Written tasks |
1. In the article about Anna Hazare and Arvind Kejriwal, where did Kejriwal meet Anna on September 8?
2. Reproduce the part of the Hazare–Kejriwal article starting at "Bedi said that" and ending at "to her point.".

A whisper campaign of sorts began soon after members of Team Anna called off their agitation at Jantar Mantar declaring that they would take the political plunge on August 3. It was run by a bunch of former India Against Corruption (IAC) volunteers who believed that the movement should remain apolitical. Let us call them pro- movement volunteers for rest of the article. They raised some uncomfortable but pertinent points about the fundamentals of the IAC’s anti- graft movement. They propounded the theory that Anna Hazare was never in favour of launching a political party; he was satisfied with the trajectory of the Jan Lokpal movement and wanted it to continue; he was optimistic that the government would budge and pass the Jan Lokpal bill.
To believe in this theory was to assume that what Anna said on August 3, “fast was a waste of time and the nation wanted a political alternative”, were not Anna’s own words. This line of thought also implied that Anna and Kejriwal were on different pages about converting movement into a political party.
Following is a time-line which chalks out how Anna Hazare and protege Arvind Kejriwal, might have went their own ways:
August 11: Arvind Kejriwal rubbished the talks of differences between him and Anna Hazare calling it a ‘malicious campaign’ ran by a propaganda machinery working overtime. He posted eight consecutive tweets explaining that to start a political party was Anna’s decision and the septuagenarian was not someone who can be persuaded to do something against his will. “For last one year, Anna being projected as a simpleton, an infant who cud be influenced by anyone. Those projecting Anna as a gullible man may try getting Anna to say a single line against his wishes. If he says even once that he doesn’t want us to do that, we will immediately withdraw. Anna clearly directed us to start forming pol (sic) party,” said he. The Anna- Kejriwal split theory appeared buried.
August 27: It was on this day that the split theory seemed to have re-appeared with Kiran Bedi speaking of ‘two routes’ to fight corruption. The day before, Bedi, founder member of IAC, had refused to participate in the Delhi agitation planned by Kejriwal and his aides, where they attempted to gherao the residences of the prime minister and Sonia Gandhi.
Bedi said that after ending his fast, Anna left political as well as apolitical options open for his supporters. This was contradictory to one of Kejriwal’s August 11 tweets which read, “Anna heeded to public demand n is convinced that there is no road left other than providing pol (sic) alternative.”
Kejriwal reached out to Bedi and tried explaining to her why it was essential to enter the system to clean it. Essentially, it was an exercise to win back Justice (former) Santosh Hegde, Medha Patkar and Akhil Gogoi and many others who supported IAC but were not excited about its political prospects. Like them, Bedi stuck to her point.
By then, pro- movement voices had gathered momentum. More than 100 IAC former volunteers had formed a group and started holding meetings in the national capital and NCR. They argued that the call for political alternative given from Jantar Mantar was not sacrosanct and they could work around it. They wanted to explore the possibility of having Anna on board the non- political movement. They raised doubts on the definition and scale of “jantaa” which wanted the anti- graft movement to turn political. It was no more a whisper campaign but an attempt to consolidate pro- movement activists.
September 8: Against this backdrop, Kejriwal met Anna in Ralegan Siddhi. After the meeting, Kejriwal said that through a survey, he would seek people’s response on whether they wanted IAC to launch a political party or not. The IAC ended the latest Jantar Mantar agitation and decided to form a political party, reportedly, based on the ‘survey’ results.

Extracted records |
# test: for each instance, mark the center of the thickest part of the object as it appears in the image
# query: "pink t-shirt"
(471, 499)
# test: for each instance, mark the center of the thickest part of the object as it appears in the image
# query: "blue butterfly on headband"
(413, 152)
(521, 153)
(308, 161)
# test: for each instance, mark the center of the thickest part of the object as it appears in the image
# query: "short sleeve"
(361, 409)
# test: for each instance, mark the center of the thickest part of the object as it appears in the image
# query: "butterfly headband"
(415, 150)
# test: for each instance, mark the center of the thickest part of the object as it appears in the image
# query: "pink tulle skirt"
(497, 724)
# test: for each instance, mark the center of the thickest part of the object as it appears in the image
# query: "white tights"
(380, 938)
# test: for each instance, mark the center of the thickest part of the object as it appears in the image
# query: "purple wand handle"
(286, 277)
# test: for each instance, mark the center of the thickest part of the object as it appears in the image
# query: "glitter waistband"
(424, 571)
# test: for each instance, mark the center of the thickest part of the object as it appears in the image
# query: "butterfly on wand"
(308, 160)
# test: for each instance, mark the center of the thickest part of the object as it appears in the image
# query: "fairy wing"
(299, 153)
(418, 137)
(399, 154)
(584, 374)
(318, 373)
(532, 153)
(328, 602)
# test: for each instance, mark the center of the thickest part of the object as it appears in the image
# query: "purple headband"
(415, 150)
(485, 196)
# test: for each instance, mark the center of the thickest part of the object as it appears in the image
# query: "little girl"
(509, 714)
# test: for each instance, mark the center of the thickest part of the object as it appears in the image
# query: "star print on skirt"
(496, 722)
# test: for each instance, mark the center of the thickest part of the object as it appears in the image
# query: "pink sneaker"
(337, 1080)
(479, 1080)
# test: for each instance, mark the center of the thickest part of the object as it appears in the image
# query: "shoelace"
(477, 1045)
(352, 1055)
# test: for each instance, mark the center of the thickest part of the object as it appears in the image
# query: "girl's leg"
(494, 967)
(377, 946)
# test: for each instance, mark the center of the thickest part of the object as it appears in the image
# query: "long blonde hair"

Responses by task |
1. Ralegan Siddhi.

2.
Bedi said that after ending his fast, Anna left political as well as apolitical options open for his supporters. This was contradictory to one of Kejriwal’s August 11 tweets which read, “Anna heeded to public demand n is convinced that there is no road left other than providing pol (sic) alternative.”
Kejriwal reached out to Bedi and tried explaining to her why it was essential to enter the system to clean it. Essentially, it was an exercise to win back Justice (former) Santosh Hegde, Medha Patkar and Akhil Gogoi and many others who supported IAC but were not excited about its political prospects. Like them, Bedi stuck to her point.